# [Written problem]
Leaving out the pictures, please retype each record exactly.

# [Dataset records]

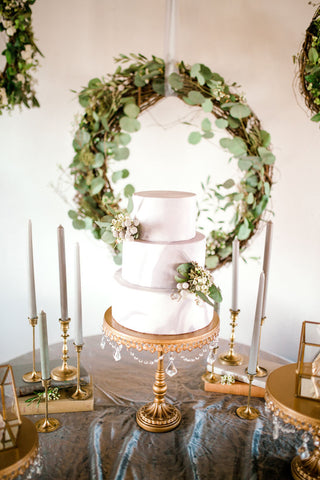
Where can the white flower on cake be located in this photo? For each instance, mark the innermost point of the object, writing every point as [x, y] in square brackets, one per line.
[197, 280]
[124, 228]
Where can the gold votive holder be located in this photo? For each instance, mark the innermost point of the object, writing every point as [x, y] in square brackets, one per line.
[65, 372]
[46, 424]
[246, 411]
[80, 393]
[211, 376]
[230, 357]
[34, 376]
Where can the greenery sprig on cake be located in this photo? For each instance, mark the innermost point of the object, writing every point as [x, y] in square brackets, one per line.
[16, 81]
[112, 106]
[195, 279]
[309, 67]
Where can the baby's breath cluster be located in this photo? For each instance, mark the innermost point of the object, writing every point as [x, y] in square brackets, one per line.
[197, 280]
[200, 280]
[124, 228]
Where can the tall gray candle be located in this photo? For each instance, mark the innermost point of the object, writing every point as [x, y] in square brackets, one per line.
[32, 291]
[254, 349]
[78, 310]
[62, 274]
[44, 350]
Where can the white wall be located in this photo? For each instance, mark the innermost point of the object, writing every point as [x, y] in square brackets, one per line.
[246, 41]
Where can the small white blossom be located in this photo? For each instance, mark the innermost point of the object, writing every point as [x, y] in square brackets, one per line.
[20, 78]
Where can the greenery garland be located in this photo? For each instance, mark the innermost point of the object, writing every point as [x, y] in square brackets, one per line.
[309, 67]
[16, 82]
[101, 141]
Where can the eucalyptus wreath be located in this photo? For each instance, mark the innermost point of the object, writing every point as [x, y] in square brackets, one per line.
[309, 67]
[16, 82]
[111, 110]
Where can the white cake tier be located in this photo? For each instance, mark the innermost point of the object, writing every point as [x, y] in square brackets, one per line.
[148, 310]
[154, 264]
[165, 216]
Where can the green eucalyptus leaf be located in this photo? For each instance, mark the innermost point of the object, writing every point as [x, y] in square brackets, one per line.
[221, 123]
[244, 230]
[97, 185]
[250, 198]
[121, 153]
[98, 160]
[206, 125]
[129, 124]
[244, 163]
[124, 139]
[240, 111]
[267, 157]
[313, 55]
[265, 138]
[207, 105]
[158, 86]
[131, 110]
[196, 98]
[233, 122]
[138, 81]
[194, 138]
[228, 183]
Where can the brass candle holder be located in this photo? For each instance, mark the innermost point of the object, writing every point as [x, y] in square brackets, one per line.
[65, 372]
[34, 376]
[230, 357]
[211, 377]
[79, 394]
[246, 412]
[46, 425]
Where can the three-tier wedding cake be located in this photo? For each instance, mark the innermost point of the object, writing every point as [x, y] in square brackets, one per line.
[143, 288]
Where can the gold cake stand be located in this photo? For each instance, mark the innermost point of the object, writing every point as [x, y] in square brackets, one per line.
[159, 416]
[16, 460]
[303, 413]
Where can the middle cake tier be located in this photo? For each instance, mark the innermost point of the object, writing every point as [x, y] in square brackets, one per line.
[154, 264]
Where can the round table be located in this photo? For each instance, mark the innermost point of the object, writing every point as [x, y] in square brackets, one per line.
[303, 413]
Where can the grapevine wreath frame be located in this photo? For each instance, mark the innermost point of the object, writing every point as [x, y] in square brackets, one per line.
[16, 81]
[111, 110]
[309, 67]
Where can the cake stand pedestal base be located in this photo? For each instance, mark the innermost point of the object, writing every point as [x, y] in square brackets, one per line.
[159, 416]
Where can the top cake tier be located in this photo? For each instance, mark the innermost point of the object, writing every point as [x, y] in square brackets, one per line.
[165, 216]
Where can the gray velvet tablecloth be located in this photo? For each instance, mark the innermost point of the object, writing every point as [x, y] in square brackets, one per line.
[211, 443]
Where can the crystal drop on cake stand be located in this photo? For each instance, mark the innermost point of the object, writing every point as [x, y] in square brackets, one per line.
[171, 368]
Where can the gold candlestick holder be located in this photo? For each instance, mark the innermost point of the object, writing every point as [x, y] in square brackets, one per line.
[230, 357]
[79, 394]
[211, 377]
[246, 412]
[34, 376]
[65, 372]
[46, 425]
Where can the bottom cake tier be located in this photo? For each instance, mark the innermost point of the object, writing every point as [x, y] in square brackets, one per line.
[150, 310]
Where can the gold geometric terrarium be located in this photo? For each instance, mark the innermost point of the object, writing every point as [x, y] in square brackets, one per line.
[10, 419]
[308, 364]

# [The reply]
Where can the white flower on cake be located in this photo? For each instance, mark the innermost point of the object, writing every point as [x, y] in square brackets, one per line.
[197, 280]
[124, 228]
Where can the gold votive holder be located in this photo? For each instance, mark the innermost point of the object, writing every point as [x, y] in square brackets, one per line.
[65, 372]
[46, 424]
[246, 411]
[80, 393]
[211, 376]
[230, 357]
[34, 376]
Where can the greenery sprig on cake be located in this photo? For each instance, mark the innermost point of the object, writing every point as [x, y] in square brackets, one per line.
[16, 81]
[112, 106]
[195, 279]
[309, 67]
Where can the baby's breath cluster be located in this photo? For each instance, mark the innermost point of the object, writing every point as [x, y] in square brackets, one per line.
[197, 280]
[200, 280]
[124, 228]
Where can the tall gray candle be located in this photo? For each instance, mark the innermost point of the object, writing every point as [x, y] in square brackets, one per line.
[32, 291]
[254, 349]
[78, 310]
[62, 274]
[44, 350]
Where can the white wall be located in this photo? For each instance, mark the innermost point of the object, writing every point as [x, y] in square brackets, one per line.
[246, 41]
Where can the small white blossom be located in this photo? For each instance, mark the innermost point of the object, writing every point as [x, y] in square brackets, one per line.
[20, 78]
Where can the greenery garland be located in this photo? For each instance, mark the innermost point of the object, writing every point as [x, y] in square brackets, one per line.
[309, 67]
[16, 82]
[101, 141]
Where can the eucalyptus wreath be located in this photo? For each instance, mark the innermost point of the object, writing every point as [x, y] in square brackets, one per line.
[309, 67]
[16, 82]
[111, 110]
Where can the white cake tier be located in this photo? For each instance, mark the innermost point of the object, writing every point as [x, y] in square brackets, one per line.
[148, 310]
[154, 264]
[165, 216]
Where can the green eucalyptus leaf be located in this photo? For each instance, mark the innermost point of the object, writing every point as [x, y] in square brackets, one per line.
[221, 123]
[244, 230]
[97, 185]
[250, 198]
[121, 153]
[98, 160]
[206, 125]
[129, 124]
[244, 163]
[124, 139]
[240, 111]
[267, 157]
[313, 55]
[265, 138]
[207, 105]
[158, 86]
[131, 110]
[196, 98]
[233, 122]
[138, 81]
[194, 138]
[228, 183]
Where can the brass candle holder be located in this photo? For each instance, mark the innermost point of the object, writing every point as [x, y] in square brackets, one per line.
[65, 372]
[34, 376]
[230, 357]
[211, 377]
[79, 394]
[246, 412]
[46, 425]
Where can the three-tier wedding cake be located in this photo? For each instance, mark the innermost point of the object, writing every point as [x, y] in square brackets, one per line.
[143, 288]
Where can the gold cake stand be located in this photo? For each instance, mark the innermost point of the object, writing every point as [x, y] in square brackets, one per line.
[159, 416]
[16, 460]
[303, 413]
Where can the middle cake tier be located in this photo? For each instance, mark the innermost point of the object, writing every point as [x, y] in square brackets, one per line.
[154, 264]
Where can the round table be located in this photo? For each instance, mark the innermost point of the object, writing every point as [x, y] in square brackets, one per line.
[303, 413]
Where can the grapevine wreath frame be located in this photo? For each instance, mark the innermost point of the object, writing every point as [x, y] in square brackets, one per line.
[16, 81]
[111, 110]
[309, 67]
Where can the cake stand pedestal base be located in this photo? For each instance, mark the innermost point of the object, writing every point as [x, y] in square brackets, one per line.
[159, 416]
Where can the top cake tier be located in this photo? For each instance, mark the innermost point of the object, writing every point as [x, y] in square brackets, one per line.
[165, 216]
Where can the gray velvet tablecloth be located in this photo? For each instance, mark the innermost point of the object, writing every point as [x, y] in square brackets, one per line.
[211, 443]
Where can the crystal drop on cake stand be located in this photo? For each instance, mark the innermost point of the object, writing every point as [x, y] in square brackets, one per line.
[171, 368]
Where can the gold candlestick holder be located in this photo? For each instance, mark the innermost point of the object, writing every point as [x, y] in square brackets, one per line.
[230, 357]
[79, 394]
[211, 377]
[246, 412]
[34, 376]
[65, 372]
[46, 425]
Where can the bottom cake tier be located in this photo? For each instance, mark the innermost point of the object, writing every point as [x, y] in square brackets, one per line.
[150, 310]
Where can the gold geometric terrarium be located in this photo? For each instance, mark the innermost point of the object, writing every point as [x, y] in square brackets, one per line.
[10, 419]
[308, 364]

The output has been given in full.